-- Opening Marker --
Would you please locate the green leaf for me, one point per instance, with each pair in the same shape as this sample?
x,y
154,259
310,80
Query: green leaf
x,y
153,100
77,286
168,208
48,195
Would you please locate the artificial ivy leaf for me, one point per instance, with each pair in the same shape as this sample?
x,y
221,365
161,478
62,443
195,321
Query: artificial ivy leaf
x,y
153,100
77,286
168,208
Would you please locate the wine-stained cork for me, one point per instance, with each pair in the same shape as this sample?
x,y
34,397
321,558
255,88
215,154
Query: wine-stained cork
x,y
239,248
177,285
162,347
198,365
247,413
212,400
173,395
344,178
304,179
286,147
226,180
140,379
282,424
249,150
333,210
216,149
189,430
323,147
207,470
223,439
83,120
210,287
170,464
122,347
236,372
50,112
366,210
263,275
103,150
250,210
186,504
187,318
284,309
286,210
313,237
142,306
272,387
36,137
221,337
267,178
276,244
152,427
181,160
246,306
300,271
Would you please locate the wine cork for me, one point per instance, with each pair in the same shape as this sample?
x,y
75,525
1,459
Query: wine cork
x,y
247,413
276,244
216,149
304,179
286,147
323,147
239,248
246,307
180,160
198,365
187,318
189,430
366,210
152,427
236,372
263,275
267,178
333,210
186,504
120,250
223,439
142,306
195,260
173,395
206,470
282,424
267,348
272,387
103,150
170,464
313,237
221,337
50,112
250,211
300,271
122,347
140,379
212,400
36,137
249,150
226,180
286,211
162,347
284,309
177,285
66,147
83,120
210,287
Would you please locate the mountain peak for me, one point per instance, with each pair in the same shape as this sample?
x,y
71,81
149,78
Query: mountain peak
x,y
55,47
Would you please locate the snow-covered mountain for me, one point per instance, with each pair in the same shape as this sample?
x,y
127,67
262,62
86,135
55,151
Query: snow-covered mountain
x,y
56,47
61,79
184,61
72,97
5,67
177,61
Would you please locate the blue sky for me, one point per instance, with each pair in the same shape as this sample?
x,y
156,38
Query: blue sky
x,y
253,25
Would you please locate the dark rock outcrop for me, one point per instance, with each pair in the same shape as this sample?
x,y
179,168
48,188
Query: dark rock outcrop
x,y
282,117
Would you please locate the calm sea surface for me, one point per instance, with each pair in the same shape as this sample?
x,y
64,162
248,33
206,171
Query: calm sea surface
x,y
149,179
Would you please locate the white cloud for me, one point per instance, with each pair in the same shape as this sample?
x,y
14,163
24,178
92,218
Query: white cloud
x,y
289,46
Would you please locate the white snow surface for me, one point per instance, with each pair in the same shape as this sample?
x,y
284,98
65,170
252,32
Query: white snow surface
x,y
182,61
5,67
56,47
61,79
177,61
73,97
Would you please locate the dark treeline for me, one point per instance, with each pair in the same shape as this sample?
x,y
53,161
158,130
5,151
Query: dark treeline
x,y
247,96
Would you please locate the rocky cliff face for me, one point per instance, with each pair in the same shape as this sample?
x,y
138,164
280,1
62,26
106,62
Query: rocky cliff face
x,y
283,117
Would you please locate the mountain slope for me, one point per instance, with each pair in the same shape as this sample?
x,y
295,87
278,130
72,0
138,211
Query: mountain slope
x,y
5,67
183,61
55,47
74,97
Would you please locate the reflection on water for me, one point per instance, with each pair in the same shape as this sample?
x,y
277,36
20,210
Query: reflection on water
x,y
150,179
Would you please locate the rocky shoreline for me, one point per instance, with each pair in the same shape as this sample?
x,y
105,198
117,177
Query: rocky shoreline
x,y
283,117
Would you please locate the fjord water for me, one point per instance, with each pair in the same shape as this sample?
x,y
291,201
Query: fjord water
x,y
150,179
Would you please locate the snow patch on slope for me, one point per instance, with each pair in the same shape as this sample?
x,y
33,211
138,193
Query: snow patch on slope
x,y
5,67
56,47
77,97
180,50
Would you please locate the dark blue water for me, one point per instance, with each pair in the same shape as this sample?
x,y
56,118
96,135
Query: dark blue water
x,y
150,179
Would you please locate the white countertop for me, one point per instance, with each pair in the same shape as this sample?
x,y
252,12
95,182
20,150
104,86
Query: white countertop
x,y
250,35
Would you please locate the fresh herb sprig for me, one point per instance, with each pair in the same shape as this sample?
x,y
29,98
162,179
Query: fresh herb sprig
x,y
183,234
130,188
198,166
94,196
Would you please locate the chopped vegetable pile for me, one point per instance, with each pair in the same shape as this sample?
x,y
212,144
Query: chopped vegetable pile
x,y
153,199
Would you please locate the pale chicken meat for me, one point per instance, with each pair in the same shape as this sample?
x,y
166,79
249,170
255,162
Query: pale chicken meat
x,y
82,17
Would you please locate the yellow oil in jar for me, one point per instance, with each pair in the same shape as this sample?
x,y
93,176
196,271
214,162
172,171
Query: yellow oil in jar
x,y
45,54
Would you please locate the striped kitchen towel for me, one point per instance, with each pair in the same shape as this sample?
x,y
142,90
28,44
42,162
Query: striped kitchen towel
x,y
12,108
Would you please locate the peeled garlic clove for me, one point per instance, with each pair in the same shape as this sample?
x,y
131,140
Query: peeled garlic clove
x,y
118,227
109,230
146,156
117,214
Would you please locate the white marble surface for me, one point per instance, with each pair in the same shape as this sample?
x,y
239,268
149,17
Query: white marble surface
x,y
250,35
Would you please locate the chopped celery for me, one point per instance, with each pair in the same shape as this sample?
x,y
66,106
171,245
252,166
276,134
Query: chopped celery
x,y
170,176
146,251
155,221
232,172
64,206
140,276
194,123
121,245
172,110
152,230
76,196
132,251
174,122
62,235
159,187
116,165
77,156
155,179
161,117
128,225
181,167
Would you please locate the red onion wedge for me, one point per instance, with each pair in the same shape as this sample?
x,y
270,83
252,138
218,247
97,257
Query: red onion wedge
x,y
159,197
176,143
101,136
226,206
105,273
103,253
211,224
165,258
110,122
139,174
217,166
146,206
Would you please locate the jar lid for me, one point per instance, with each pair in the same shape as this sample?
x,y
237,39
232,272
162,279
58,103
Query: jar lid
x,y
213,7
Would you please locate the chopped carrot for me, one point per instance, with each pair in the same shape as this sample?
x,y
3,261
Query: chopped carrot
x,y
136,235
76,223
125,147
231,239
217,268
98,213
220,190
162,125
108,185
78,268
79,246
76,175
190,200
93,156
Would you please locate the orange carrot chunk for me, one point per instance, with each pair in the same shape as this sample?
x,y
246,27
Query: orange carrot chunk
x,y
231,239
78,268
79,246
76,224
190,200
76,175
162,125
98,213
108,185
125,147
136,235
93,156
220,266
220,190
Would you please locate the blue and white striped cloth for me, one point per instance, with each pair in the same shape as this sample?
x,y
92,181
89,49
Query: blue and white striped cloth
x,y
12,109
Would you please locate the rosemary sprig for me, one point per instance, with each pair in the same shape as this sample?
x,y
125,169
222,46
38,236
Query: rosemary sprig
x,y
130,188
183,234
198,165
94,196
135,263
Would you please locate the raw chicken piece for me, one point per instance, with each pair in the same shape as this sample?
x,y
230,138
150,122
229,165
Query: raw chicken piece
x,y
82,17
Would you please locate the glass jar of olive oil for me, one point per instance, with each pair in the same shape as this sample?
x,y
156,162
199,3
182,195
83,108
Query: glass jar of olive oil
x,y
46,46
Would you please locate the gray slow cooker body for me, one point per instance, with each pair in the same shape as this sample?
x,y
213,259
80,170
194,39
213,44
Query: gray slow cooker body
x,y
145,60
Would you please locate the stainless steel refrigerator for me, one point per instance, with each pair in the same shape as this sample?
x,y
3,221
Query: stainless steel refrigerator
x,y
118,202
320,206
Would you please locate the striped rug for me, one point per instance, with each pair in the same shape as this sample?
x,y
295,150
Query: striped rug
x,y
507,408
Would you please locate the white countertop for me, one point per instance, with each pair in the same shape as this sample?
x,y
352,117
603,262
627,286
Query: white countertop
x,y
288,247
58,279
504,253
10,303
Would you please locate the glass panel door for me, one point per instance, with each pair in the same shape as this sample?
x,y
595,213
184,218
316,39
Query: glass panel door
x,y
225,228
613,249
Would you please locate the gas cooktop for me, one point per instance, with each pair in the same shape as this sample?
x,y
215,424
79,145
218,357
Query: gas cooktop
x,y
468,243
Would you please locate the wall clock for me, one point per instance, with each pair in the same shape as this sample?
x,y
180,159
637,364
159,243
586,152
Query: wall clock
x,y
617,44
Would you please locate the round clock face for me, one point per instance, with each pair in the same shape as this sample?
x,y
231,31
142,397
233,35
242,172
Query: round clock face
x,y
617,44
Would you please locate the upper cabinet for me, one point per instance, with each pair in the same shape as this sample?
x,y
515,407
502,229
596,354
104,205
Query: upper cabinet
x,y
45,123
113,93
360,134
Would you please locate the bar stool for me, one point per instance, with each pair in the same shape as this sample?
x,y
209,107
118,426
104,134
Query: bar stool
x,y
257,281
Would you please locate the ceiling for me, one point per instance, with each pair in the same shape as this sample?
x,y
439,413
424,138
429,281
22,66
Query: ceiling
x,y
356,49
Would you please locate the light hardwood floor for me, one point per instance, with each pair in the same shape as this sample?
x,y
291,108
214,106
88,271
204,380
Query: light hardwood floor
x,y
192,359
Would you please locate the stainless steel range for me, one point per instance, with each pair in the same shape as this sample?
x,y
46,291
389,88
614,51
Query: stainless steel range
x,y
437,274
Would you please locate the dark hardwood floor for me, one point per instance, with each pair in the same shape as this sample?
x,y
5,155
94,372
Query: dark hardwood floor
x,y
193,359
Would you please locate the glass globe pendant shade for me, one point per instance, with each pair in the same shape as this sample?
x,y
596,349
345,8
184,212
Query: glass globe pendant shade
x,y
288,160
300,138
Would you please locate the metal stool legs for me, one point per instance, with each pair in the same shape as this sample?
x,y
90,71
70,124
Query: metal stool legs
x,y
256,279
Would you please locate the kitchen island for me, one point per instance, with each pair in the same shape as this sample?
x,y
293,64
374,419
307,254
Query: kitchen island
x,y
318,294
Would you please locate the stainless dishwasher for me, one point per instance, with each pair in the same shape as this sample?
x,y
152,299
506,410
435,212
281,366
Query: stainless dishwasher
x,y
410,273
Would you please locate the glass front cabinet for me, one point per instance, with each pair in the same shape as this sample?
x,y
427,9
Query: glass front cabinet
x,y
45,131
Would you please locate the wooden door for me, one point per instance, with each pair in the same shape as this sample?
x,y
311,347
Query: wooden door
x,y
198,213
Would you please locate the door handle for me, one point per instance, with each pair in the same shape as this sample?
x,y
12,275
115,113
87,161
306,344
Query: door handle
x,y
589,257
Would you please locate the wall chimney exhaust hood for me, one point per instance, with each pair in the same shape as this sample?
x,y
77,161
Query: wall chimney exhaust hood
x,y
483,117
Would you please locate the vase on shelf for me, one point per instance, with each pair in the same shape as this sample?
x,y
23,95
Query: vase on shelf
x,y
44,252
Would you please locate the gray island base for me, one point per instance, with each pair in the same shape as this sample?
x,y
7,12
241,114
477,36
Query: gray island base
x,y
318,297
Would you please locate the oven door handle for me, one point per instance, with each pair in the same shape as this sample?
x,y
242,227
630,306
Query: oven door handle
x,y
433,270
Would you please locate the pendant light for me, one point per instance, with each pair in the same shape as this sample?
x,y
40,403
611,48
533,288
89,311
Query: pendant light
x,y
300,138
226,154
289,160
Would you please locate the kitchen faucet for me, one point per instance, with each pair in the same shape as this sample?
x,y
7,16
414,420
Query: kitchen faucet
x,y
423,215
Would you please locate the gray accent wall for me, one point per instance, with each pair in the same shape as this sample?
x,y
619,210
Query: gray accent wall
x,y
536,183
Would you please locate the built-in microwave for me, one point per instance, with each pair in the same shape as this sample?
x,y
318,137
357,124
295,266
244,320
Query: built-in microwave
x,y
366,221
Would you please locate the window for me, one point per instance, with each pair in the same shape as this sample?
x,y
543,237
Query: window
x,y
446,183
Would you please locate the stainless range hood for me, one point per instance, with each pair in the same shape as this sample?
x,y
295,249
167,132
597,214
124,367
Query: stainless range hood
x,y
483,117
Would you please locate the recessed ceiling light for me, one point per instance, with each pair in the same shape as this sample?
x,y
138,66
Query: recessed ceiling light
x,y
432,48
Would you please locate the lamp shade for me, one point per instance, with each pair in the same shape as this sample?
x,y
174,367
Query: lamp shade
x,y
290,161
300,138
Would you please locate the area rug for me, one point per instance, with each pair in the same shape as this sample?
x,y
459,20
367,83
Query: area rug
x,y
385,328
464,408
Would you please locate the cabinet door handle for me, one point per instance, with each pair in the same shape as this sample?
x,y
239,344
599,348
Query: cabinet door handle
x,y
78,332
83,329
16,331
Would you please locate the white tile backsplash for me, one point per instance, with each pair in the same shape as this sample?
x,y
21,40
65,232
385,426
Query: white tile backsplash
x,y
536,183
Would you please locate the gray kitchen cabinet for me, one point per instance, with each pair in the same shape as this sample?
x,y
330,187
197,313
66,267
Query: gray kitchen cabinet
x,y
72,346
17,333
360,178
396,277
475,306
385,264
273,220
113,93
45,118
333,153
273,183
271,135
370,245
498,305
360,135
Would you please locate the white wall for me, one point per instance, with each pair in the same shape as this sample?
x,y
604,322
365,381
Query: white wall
-- Closing Marker --
| Task to complete |
Only the lines from the one containing "Query: gray kitchen cabinet" to the end of the data should be printed, exactly as they stand.

| Problem solution |
Query: gray kitchen cabinet
x,y
72,346
17,333
360,178
396,277
475,306
385,264
273,220
113,93
45,118
333,153
273,183
271,135
370,245
498,305
360,135
Would you please locate the white wall for me, one point per instance, with each pair in the same shape as this sample?
x,y
604,322
365,381
Query: white wall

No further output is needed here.